▶ Action item A:
In the text about building GlacierMD, how much money per user each year does WebMD make?
▶ Action item B:
Reproduce the portion of the GlacierMD text between "The first demo" and "over my website.", inclusive.

▶ Text section:
##############################
Then, quit the job and start building.

Over the next nine months I would quit my job, write over 200,000 lines of code, hire five contractors, create a Delaware C-Corp, add four doctors to my advisory board, and demo GlacierMD for twelve Bay Area medical practices. I would spend $40K of my own savings buying clinical trials and paying contractors to enter said trials into the GlacierMD database.
I drew all sorts of inscrutable diagrams with dry-erase pens on my parents’ windows. I hired a motley crew of Egyptian contractors to start entering clinical trials into my database. I commissioned a logo, registered my domain, and started obsessing over color schemes.

Like a montage from the movie The Social Network

The first demo wasn't ideal. The head of the product in the author's previous company brought up a concern: why people would trust the website.

(The head of product) shrugged.“Lots of people make medical claims on the internet,” he said. “Why should I trust yours?”
“... nobody cares about this math crap. You need doctors.”

But this is solvable.

So I called up some friends, some buddies, some friends-of-friends. “Would you like to be an advisor for my cutting-edge health-tech startup?” I’d ask, while eating Dominos in my parents’ laundry room. I’d give them 1% of this extremely valuable, high-growth startup and in exchange I could plaster their faces all over my website.
Four of these doctors agreed.

Next is to find out a viable business model.

Business model option 1: Ads. Probably won't work.

then I look at WebMD’s 10-Qs and start to spiral. Turns out the world’s biggest health website makes about $0.50/year per user. That is…not enough money to bootstrap GlacierMD

Business model option 2: sell to doctors. B2B sales are complicated.

I started cold calling people using scripts from the internet and tried to convince them to sit through a GlacierMD demo.
##############################
▶ Supplied data:
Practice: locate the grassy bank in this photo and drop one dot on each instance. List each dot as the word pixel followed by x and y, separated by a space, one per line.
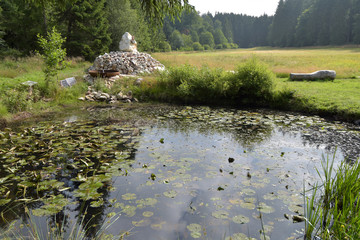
##############################
▶ Worked solution A:
About $0.50 per user per year.

▶ Worked solution B:
The first demo wasn't ideal. The head of the product in the author's previous company brought up a concern: why people would trust the website.

(The head of product) shrugged.“Lots of people make medical claims on the internet,” he said. “Why should I trust yours?”
“... nobody cares about this math crap. You need doctors.”

But this is solvable.

So I called up some friends, some buddies, some friends-of-friends. “Would you like to be an advisor for my cutting-edge health-tech startup?” I’d ask, while eating Dominos in my parents’ laundry room. I’d give them 1% of this extremely valuable, high-growth startup and in exchange I could plaster their faces all over my website.